- _SELECTED PASSAGE_:
'''
Fatal Error on my Node

guys, try to update to 1.77.3. I did it and things seem better now.

1 Like

I have similar problem.
Has been running fine for a long time. Now service is crashing again an again.
OS: Windows
I get a lot of these Fatal errors:

FATAL	Unrecoverable error	{"error": "piecestore monitor: timed out after 1m0s while verifying readability of storage directory", "errorVerbose": "piecestore monitor: timed out after 1m0s while verifying readability of storage directory\n\tstorj.io/storj/storagenode/monitor.(*Service).Run.func1.1:142\n\tstorj.io/common/sync2.(*Cycle).Run:160\n\tstorj.io/storj/storagenode/monitor.(*Service).Run.func1:134\n\tgolang.org/x/sync/errgroup.(*Group).Go.func1:75"}

My config file looks like this:

# how frequently bandwidth usage rollups are calculated
# bandwidth.interval: 1h0m0s

# how frequently expired pieces are collected
# collector.interval: 1h0m0s

# use color in user interface
# color: false

# server address of the api gateway and frontend app
# console.address: 127.0.0.1:14002

# path to static resources
# console.static-dir: ""

# the public address of the node, useful for nodes behind NAT
contact.external-address: 62.66.145.73:28967

# how frequently the node contact chore should run
# contact.interval: 1h0m0s

# Maximum Database Connection Lifetime, -1ns means the stdlib default
# db.conn_max_lifetime: 30m0s

# Maximum Amount of Idle Database connections, -1 means the stdlib default
# db.max_idle_conns: 1

# Maximum Amount of Open Database connections, -1 means the stdlib default
# db.max_open_conns: 5

# address to listen on for debug endpoints
# debug.addr: 127.0.0.1:0

# expose control panel
# debug.control: false

# If set, a path to write a process trace SVG to
# debug.trace-out: ""
'''
- _GIVEN RECORDS_:
'''
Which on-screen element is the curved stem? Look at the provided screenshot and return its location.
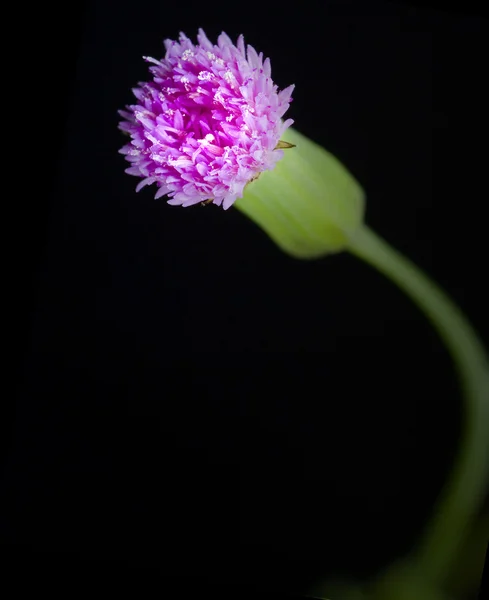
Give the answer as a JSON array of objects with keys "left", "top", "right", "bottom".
[{"left": 348, "top": 226, "right": 489, "bottom": 582}]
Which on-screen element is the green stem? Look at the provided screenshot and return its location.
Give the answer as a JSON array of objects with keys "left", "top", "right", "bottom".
[{"left": 348, "top": 226, "right": 489, "bottom": 583}]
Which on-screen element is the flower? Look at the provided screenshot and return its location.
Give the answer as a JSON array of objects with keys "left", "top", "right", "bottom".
[{"left": 119, "top": 29, "right": 294, "bottom": 209}]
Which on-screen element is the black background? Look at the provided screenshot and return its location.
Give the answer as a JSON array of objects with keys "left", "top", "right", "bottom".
[{"left": 0, "top": 0, "right": 489, "bottom": 590}]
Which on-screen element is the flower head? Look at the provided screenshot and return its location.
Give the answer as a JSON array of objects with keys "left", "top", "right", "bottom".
[{"left": 119, "top": 29, "right": 294, "bottom": 209}]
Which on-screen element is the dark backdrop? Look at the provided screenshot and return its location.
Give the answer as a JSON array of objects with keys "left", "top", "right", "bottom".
[{"left": 0, "top": 0, "right": 489, "bottom": 589}]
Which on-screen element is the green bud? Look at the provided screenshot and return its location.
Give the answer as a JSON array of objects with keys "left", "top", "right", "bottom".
[{"left": 234, "top": 128, "right": 365, "bottom": 259}]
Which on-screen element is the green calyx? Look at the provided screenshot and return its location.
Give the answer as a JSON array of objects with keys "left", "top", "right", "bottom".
[{"left": 234, "top": 129, "right": 365, "bottom": 259}]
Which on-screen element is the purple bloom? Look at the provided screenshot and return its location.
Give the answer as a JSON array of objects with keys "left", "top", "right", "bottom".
[{"left": 119, "top": 29, "right": 294, "bottom": 209}]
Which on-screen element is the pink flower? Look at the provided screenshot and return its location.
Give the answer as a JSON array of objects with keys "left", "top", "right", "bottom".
[{"left": 119, "top": 29, "right": 294, "bottom": 209}]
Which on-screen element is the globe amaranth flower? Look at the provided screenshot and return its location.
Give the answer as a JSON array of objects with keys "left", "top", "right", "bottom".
[{"left": 119, "top": 29, "right": 294, "bottom": 209}]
'''
- _AIM OF THE TASK_: Return the entire forum thread about the fatal error on the node, reproducing it word for word.

- _OUTPUT OF THE TASK_:
Fatal Error on my Node

guys, try to update to 1.77.3. I did it and things seem better now.

1 Like

I have similar problem.
Has been running fine for a long time. Now service is crashing again an again.
OS: Windows
I get a lot of these Fatal errors:

FATAL	Unrecoverable error	{"error": "piecestore monitor: timed out after 1m0s while verifying readability of storage directory", "errorVerbose": "piecestore monitor: timed out after 1m0s while verifying readability of storage directory\n\tstorj.io/storj/storagenode/monitor.(*Service).Run.func1.1:142\n\tstorj.io/common/sync2.(*Cycle).Run:160\n\tstorj.io/storj/storagenode/monitor.(*Service).Run.func1:134\n\tgolang.org/x/sync/errgroup.(*Group).Go.func1:75"}

My config file looks like this:

# how frequently bandwidth usage rollups are calculated
# bandwidth.interval: 1h0m0s

# how frequently expired pieces are collected
# collector.interval: 1h0m0s

# use color in user interface
# color: false

# server address of the api gateway and frontend app
# console.address: 127.0.0.1:14002

# path to static resources
# console.static-dir: ""

# the public address of the node, useful for nodes behind NAT
contact.external-address: 62.66.145.73:28967

# how frequently the node contact chore should run
# contact.interval: 1h0m0s

# Maximum Database Connection Lifetime, -1ns means the stdlib default
# db.conn_max_lifetime: 30m0s

# Maximum Amount of Idle Database connections, -1 means the stdlib default
# db.max_idle_conns: 1

# Maximum Amount of Open Database connections, -1 means the stdlib default
# db.max_open_conns: 5

# address to listen on for debug endpoints
# debug.addr: 127.0.0.1:0

# expose control panel
# debug.control: false

# If set, a path to write a process trace SVG to
# debug.trace-out: ""